— start of PROVIDED RECORDS —
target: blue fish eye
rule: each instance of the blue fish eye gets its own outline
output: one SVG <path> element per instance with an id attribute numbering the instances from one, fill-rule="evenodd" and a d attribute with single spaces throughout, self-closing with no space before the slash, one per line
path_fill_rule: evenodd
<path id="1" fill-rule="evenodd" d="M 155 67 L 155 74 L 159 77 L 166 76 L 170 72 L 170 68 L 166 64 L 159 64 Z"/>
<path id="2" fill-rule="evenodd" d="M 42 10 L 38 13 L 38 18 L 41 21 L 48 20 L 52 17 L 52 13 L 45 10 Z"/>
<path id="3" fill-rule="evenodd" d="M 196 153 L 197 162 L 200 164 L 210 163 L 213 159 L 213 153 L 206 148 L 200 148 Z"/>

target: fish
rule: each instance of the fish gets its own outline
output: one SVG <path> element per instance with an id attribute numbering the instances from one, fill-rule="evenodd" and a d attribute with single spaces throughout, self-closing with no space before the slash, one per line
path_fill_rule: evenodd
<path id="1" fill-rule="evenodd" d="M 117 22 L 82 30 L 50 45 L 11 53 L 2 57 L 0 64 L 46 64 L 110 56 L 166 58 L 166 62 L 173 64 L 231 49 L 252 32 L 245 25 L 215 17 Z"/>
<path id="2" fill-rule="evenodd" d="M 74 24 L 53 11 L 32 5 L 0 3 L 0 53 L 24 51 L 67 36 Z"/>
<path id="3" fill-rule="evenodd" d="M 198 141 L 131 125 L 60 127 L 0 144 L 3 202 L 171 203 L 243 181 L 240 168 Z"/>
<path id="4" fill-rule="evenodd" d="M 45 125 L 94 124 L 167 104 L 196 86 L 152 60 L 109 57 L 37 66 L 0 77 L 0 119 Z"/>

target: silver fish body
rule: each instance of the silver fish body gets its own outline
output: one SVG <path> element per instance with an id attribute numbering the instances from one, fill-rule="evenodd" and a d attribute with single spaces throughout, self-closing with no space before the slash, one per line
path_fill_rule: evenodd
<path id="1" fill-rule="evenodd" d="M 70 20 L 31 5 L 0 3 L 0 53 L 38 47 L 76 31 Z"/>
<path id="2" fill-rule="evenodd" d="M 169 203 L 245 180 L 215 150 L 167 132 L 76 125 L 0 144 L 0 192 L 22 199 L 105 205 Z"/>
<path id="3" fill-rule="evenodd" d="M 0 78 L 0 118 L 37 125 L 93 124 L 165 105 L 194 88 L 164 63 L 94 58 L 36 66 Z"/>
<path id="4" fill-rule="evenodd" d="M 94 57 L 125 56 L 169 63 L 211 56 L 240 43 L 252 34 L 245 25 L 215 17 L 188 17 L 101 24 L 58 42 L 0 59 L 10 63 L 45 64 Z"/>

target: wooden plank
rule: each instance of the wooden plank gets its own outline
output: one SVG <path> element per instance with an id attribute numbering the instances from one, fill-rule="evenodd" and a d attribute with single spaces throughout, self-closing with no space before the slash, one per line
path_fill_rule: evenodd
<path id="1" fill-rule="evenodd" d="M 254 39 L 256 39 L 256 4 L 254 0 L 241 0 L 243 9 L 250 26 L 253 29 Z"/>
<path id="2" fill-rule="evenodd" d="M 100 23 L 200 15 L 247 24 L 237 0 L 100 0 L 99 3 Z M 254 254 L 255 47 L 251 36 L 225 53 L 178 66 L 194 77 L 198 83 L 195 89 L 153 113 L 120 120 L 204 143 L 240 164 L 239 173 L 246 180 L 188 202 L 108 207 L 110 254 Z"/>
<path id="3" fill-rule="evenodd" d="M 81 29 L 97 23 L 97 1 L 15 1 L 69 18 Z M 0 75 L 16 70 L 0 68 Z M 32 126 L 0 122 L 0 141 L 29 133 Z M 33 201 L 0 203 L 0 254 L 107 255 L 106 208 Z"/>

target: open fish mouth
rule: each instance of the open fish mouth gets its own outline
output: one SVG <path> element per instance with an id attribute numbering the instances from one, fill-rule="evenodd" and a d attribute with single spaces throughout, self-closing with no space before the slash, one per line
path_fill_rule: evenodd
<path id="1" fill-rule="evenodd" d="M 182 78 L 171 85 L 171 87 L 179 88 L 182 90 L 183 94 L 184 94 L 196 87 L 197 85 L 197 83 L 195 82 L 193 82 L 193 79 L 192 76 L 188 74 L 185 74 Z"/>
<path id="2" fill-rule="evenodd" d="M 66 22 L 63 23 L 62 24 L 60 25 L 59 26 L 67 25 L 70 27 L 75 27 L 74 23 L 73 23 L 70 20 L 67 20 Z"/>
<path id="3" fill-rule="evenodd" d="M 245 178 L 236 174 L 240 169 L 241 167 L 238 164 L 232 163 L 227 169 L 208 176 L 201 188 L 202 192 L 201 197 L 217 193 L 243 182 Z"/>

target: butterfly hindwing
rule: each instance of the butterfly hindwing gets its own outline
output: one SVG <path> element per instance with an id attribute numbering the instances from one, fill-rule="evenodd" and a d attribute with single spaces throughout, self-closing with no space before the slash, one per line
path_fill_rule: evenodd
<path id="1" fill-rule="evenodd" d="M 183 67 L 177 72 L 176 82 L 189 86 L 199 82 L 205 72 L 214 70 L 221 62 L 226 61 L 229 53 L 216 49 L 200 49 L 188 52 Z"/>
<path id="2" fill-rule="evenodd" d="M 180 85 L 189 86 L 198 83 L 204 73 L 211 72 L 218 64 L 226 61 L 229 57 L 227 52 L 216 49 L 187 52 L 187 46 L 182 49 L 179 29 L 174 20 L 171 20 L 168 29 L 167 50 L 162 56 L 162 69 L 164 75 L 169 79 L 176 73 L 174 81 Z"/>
— end of PROVIDED RECORDS —
EXERCISE:
Reproduce the complete data exactly as presented above.

REPLY:
target: blue fish eye
rule: each instance of the blue fish eye gets its own outline
output: one SVG <path> element per instance with an id attribute numbering the instances from one, fill-rule="evenodd" and a d attribute with single spaces throughout, self-closing with no space before the slash, one per line
path_fill_rule: evenodd
<path id="1" fill-rule="evenodd" d="M 155 67 L 155 74 L 159 77 L 166 76 L 170 72 L 170 68 L 166 64 L 159 64 Z"/>
<path id="2" fill-rule="evenodd" d="M 42 10 L 38 13 L 38 18 L 41 21 L 48 20 L 52 17 L 52 13 L 45 10 Z"/>
<path id="3" fill-rule="evenodd" d="M 196 153 L 197 162 L 200 164 L 210 163 L 213 159 L 213 153 L 206 148 L 200 148 Z"/>

target: fish
rule: each instance of the fish gets its own outline
output: one SVG <path> element per instance with an id attribute numbering the instances from one, fill-rule="evenodd" and a d attribute with single spaces throughout, self-closing with no space before the slash, one per line
path_fill_rule: evenodd
<path id="1" fill-rule="evenodd" d="M 117 22 L 82 30 L 50 45 L 11 53 L 2 57 L 0 64 L 46 64 L 110 56 L 166 58 L 166 62 L 173 64 L 231 49 L 252 32 L 245 25 L 215 17 Z"/>
<path id="2" fill-rule="evenodd" d="M 74 24 L 53 11 L 32 5 L 0 3 L 0 53 L 24 51 L 67 36 Z"/>
<path id="3" fill-rule="evenodd" d="M 198 141 L 131 125 L 60 127 L 0 144 L 3 202 L 171 203 L 243 181 L 240 168 Z"/>
<path id="4" fill-rule="evenodd" d="M 45 125 L 94 124 L 167 104 L 196 86 L 152 60 L 109 57 L 37 66 L 0 77 L 0 119 Z"/>

target: silver fish body
rule: each instance of the silver fish body gets its own outline
output: one SVG <path> element per instance with an id attribute numbering the instances from one, fill-rule="evenodd" and a d attribute with single spaces throughout, self-closing with no space before the slash, one per line
path_fill_rule: evenodd
<path id="1" fill-rule="evenodd" d="M 70 20 L 31 5 L 0 3 L 0 53 L 38 47 L 76 31 Z"/>
<path id="2" fill-rule="evenodd" d="M 169 203 L 245 180 L 215 150 L 167 132 L 76 125 L 0 144 L 0 192 L 22 199 L 105 205 Z"/>
<path id="3" fill-rule="evenodd" d="M 0 78 L 0 118 L 37 125 L 93 124 L 165 105 L 194 88 L 164 63 L 94 58 L 36 66 Z"/>
<path id="4" fill-rule="evenodd" d="M 94 57 L 125 56 L 169 63 L 211 56 L 240 43 L 252 34 L 245 25 L 215 17 L 188 17 L 101 24 L 58 42 L 0 59 L 10 63 L 45 64 Z"/>

target: wooden plank
rule: each instance of the wooden plank gets its own outline
output: one SVG <path> element per instance with an id attribute numbering the instances from one, fill-rule="evenodd" and a d attribute with single spaces throughout, self-closing with no space before the slash, one per line
path_fill_rule: evenodd
<path id="1" fill-rule="evenodd" d="M 254 39 L 256 39 L 256 4 L 254 0 L 241 0 L 243 9 L 250 26 L 253 29 Z"/>
<path id="2" fill-rule="evenodd" d="M 100 23 L 200 15 L 247 24 L 237 0 L 100 0 L 99 3 Z M 254 254 L 255 47 L 251 36 L 225 53 L 178 66 L 194 77 L 198 83 L 195 89 L 153 113 L 120 120 L 204 143 L 240 164 L 239 173 L 246 180 L 188 202 L 108 207 L 110 254 Z"/>
<path id="3" fill-rule="evenodd" d="M 81 29 L 97 23 L 97 1 L 15 1 L 69 18 Z M 0 75 L 16 70 L 0 68 Z M 32 126 L 0 122 L 0 141 L 29 133 Z M 33 201 L 0 203 L 0 254 L 107 255 L 106 208 Z"/>

target: open fish mouth
rule: each instance of the open fish mouth gets its own outline
output: one SVG <path> element per instance with an id attribute numbering the instances from one, fill-rule="evenodd" and a d attribute with single spaces throughout, self-closing with no space before the slash, one per line
path_fill_rule: evenodd
<path id="1" fill-rule="evenodd" d="M 182 78 L 171 85 L 171 87 L 179 88 L 182 90 L 183 94 L 184 94 L 196 87 L 197 85 L 197 83 L 195 82 L 193 82 L 193 79 L 192 76 L 188 74 L 185 74 Z"/>
<path id="2" fill-rule="evenodd" d="M 66 22 L 63 23 L 62 24 L 60 25 L 59 26 L 67 25 L 70 27 L 75 27 L 74 23 L 73 23 L 70 20 L 67 20 Z"/>
<path id="3" fill-rule="evenodd" d="M 245 178 L 236 174 L 240 169 L 241 167 L 238 164 L 232 163 L 227 169 L 208 176 L 201 188 L 202 192 L 201 197 L 217 193 L 243 182 Z"/>

target: butterfly hindwing
rule: each instance of the butterfly hindwing gets its own outline
output: one SVG <path> element per instance with an id attribute numbering the instances from one, fill-rule="evenodd" and a d attribute with single spaces throughout, self-closing with no space before the slash, one per line
path_fill_rule: evenodd
<path id="1" fill-rule="evenodd" d="M 183 67 L 177 72 L 176 82 L 189 86 L 199 82 L 205 72 L 214 70 L 221 62 L 226 61 L 229 53 L 216 49 L 200 49 L 188 52 Z"/>
<path id="2" fill-rule="evenodd" d="M 180 85 L 189 86 L 198 83 L 204 73 L 211 72 L 218 64 L 226 61 L 229 57 L 227 52 L 216 49 L 187 52 L 187 46 L 182 49 L 179 29 L 174 20 L 171 20 L 168 29 L 167 50 L 162 56 L 162 69 L 164 75 L 169 79 L 176 73 L 174 81 Z"/>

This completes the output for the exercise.